_Given text_:
· · ·

Rethinking Kernel Program Repair: Benchmarking and Enhancing LLMs with RGym
Kareem Shehada, Yifan Wu, Wyatt D. Feng, Adithya Iyer, Gryphon Kumfert, Yangruibo Ding, Zhiyun Qian
TL;DR
This work introduces RGym, a lightweight, local-hardware framework for evaluating LLM-driven kernel program repair (APR) that avoids cloud dependencies and unrealistic oracle assumptions. By combining bug-inducing commit (BIC) localization, call-stack insights, and function-wise patching, RGym delivers strong patch-pass rates, notably achieving 43.36% with GPT-5 Thinking at a low per-bug cost (~$0.18–$0.20) and an aggregated ~68.5% pass rate across configurations at ~$1.33 per bug. An ablation study demonstrates the contributions of localization, prompts, and model choice, and shows that feedback retries significantly boost success. The findings suggest that simpler, locality-driven APR pipelines can match or exceed the performance of more complex, cloud-based systems like CrashFixer, while drastically reducing cost and infrastructure demands, thereby improving accessibility for kernel APR research and development.

· · ·

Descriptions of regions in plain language
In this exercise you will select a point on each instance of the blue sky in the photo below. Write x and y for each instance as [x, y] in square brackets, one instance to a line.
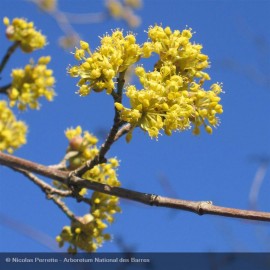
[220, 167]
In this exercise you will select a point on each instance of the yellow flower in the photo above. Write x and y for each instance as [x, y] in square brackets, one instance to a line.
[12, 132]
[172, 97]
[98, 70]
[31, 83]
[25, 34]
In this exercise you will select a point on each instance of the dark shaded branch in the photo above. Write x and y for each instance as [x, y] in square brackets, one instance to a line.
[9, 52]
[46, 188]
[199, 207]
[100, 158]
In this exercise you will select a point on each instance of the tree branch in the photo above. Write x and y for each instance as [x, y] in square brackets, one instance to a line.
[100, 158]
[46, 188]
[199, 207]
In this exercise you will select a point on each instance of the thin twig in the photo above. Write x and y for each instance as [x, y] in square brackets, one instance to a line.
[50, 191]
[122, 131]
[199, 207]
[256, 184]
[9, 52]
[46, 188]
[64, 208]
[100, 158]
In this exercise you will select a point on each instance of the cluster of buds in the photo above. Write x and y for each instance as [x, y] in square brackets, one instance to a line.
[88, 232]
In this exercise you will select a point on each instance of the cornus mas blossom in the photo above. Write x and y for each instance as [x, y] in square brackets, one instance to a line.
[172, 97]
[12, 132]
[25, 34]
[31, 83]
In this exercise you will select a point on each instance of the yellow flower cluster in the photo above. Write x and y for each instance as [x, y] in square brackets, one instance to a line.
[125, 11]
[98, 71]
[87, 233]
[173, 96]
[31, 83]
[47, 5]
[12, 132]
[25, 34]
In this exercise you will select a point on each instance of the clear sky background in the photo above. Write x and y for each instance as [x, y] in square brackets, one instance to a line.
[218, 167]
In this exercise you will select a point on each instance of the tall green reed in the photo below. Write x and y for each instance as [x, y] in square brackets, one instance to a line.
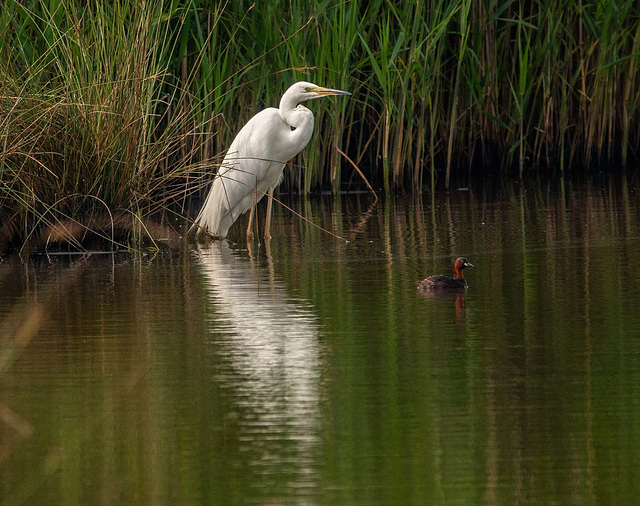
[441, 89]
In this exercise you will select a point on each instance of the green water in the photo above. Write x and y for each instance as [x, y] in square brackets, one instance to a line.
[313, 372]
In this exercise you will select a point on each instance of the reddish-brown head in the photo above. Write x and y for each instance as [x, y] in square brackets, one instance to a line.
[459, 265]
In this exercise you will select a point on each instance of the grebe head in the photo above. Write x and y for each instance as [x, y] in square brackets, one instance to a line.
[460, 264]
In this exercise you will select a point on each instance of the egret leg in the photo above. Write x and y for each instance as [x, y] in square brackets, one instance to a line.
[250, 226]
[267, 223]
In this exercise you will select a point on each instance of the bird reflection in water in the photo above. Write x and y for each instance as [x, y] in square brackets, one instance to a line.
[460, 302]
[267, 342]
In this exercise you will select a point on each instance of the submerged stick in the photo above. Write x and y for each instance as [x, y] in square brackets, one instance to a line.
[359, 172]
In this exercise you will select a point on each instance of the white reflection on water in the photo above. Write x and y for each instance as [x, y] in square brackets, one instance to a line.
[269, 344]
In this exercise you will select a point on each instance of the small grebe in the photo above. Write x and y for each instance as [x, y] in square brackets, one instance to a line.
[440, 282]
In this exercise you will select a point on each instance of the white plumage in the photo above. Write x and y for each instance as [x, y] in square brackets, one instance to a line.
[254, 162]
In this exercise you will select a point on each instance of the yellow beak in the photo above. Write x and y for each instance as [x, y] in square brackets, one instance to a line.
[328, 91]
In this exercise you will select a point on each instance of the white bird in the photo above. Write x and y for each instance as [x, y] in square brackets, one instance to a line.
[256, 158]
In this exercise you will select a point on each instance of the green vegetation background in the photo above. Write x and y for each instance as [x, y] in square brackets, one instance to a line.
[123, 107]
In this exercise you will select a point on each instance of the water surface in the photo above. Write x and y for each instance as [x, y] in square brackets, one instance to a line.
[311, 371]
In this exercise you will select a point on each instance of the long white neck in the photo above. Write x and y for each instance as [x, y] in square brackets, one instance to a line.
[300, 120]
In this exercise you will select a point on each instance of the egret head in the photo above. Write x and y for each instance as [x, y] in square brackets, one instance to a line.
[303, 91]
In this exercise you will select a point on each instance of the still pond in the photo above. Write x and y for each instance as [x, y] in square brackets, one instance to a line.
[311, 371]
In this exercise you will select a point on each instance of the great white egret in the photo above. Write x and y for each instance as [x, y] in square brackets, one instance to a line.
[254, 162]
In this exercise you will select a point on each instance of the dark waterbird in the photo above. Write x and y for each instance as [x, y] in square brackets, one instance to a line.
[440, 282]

· · ·

_Apply what you read_:
**1.** How would you render this sentence from the kernel repair summary in Spanish: "An ablation study demonstrates the contributions of localization, prompts, and model choice, and shows that feedback retries significantly boost success."
**2.** How would the kernel repair summary carry on after its final sentence? Write the next part.

_Answers given_:
**1.** Un estudio de ablación demuestra las contribuciones de la localización, las instrucciones y la elección del modelo, y muestra que los reintentos con retroalimentación aumentan significativamente la tasa de éxito.

**2.**
Abstract
Large Language Models (LLMs) have revolutionized automated program repair (APR) but current benchmarks like SWE-Bench predominantly focus on userspace applications and overlook the complexities of kernel-space debugging and repair. The Linux kernel poses unique challenges due to its monolithic structure, concurrency, and low-level hardware interactions. Prior efforts such as KGym and CrashFixer have highlighted the difficulty of APR in this domain, reporting low success rates or relying on costly and complex pipelines and pricey cloud infrastructure. In this work, we introduce RGym, a lightweight, platform-agnostic APR evaluation framework for the Linux kernel designed to operate on local commodity hardware. Built on RGym, we propose a simple yet effective APR pipeline leveraging specialized localization techniques (e.g., call stacks and blamed commits) to overcome the unrealistic usage of oracles in KGym. We test on a filtered and verified dataset of 143 bugs. Our method achieves up to a 43.36% pass rate with GPT-5 Thinking while maintaining a cost of under $0.20 per bug. We further conduct an ablation study to analyze contributions from our proposed localization strategy, prompt structure, and model choice, and demonstrate that feedback-based retries can significantly enhance success rates.